EXTRACTED TEXT:
= Beginning of Section =

C & R Mercantile Will Take You Back in Time With An Eclectic Mix of Bygone Era Novelties

Images of Grandma and her friends sitting on the front porch    sipping tea will easily come to mind
Step into C & R Mercantile at 165 SW 3rd Street in Hermiston and you will find yourself stepping into a time capsule of sorts, one filled with items from a bygone era, such as Corning Ware and Watkins. Images of grandma and her friends sitting on the front porch sipping tea will easily come to mind as you meander through the vintage gift shop owned and created by Cynthia Traner.
Upon meeting Traner it will be hard for you to believe this gentle, delightful woman was once a corrections officer.
“I was firm, I was fair and I held them accountable,” said Traner about her seven year stint with some of society’s roughest citizens. Her gentle spirit no doubt gave them hope of a better life beyond the bars they saw on a daily basis.

= End of Section =

[Pointing data for referring expressions]

= Beginning of Section =

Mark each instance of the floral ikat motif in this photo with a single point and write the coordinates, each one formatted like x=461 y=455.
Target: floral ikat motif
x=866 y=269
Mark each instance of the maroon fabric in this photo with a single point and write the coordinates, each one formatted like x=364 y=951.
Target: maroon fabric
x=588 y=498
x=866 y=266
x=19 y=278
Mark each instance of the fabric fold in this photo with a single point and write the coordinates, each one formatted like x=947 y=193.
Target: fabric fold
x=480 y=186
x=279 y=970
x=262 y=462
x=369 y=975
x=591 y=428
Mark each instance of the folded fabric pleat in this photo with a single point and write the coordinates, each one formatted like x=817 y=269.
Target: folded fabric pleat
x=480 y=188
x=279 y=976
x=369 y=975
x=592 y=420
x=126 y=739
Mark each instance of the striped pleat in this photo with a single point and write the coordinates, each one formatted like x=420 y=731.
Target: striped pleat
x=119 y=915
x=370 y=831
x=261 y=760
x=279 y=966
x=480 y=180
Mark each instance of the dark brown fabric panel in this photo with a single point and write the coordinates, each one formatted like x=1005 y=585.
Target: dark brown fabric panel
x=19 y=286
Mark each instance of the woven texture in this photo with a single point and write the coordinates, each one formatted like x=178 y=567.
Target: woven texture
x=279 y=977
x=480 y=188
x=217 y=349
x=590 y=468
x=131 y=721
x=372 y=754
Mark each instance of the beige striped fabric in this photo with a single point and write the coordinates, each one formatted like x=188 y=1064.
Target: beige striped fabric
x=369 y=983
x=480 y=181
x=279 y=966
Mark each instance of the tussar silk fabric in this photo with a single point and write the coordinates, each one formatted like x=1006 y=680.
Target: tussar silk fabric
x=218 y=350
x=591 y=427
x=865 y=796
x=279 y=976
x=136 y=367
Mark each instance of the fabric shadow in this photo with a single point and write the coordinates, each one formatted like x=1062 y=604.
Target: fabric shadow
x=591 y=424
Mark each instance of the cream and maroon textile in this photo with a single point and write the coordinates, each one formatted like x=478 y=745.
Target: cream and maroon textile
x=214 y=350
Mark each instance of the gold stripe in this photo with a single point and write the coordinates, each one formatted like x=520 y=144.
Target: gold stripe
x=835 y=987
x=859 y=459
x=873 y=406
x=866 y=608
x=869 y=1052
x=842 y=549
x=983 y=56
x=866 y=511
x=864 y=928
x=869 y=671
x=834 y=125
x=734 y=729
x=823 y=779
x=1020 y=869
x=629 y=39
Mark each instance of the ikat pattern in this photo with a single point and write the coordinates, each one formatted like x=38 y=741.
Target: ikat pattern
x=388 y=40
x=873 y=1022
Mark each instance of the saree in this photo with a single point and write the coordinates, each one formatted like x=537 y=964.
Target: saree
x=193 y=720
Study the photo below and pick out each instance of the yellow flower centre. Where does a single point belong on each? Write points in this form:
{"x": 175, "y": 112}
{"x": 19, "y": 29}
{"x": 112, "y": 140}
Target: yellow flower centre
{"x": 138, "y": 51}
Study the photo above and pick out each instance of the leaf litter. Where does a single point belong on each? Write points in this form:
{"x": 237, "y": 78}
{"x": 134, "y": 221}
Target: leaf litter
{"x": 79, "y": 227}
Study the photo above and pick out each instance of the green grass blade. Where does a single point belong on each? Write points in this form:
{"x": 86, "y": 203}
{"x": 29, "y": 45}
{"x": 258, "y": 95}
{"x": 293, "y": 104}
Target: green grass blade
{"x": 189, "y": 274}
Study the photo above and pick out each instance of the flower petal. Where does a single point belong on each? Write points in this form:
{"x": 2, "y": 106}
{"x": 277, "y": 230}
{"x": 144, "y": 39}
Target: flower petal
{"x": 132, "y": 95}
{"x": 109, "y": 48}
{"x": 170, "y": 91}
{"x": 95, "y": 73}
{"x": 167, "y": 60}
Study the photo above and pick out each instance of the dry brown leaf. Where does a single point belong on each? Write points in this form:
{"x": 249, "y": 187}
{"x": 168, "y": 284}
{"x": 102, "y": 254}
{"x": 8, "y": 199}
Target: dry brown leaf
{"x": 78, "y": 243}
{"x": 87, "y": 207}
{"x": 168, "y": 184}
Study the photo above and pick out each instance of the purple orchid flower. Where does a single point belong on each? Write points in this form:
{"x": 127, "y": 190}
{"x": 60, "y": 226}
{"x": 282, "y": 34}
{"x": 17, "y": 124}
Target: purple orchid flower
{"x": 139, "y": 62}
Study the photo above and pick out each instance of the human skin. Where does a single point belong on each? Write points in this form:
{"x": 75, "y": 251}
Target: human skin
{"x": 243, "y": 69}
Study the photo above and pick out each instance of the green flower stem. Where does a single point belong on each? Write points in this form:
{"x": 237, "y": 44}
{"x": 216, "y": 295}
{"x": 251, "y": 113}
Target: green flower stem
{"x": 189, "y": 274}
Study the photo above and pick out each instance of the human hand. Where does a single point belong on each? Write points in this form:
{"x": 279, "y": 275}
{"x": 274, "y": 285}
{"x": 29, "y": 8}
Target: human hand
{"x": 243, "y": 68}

= End of Section =

TASKS:
**A)** Reproduce the article about C & R Mercantile between "C & R Mercantile Will" and "by Cynthia Traner.", inclusive.
**B)** According to the article about C & R Mercantile, how long did Cynthia Traner work as a corrections officer?
These records were taken from a separate source and are unrelated to the article about C & R Mercantile.

YOUR RESPONSES:
**A)**
C & R Mercantile Will Take You Back in Time With An Eclectic Mix of Bygone Era Novelties

Images of Grandma and her friends sitting on the front porch    sipping tea will easily come to mind
Step into C & R Mercantile at 165 SW 3rd Street in Hermiston and you will find yourself stepping into a time capsule of sorts, one filled with items from a bygone era, such as Corning Ware and Watkins. Images of grandma and her friends sitting on the front porch sipping tea will easily come to mind as you meander through the vintage gift shop owned and created by Cynthia Traner.

**B)** She worked as a corrections officer for seven years.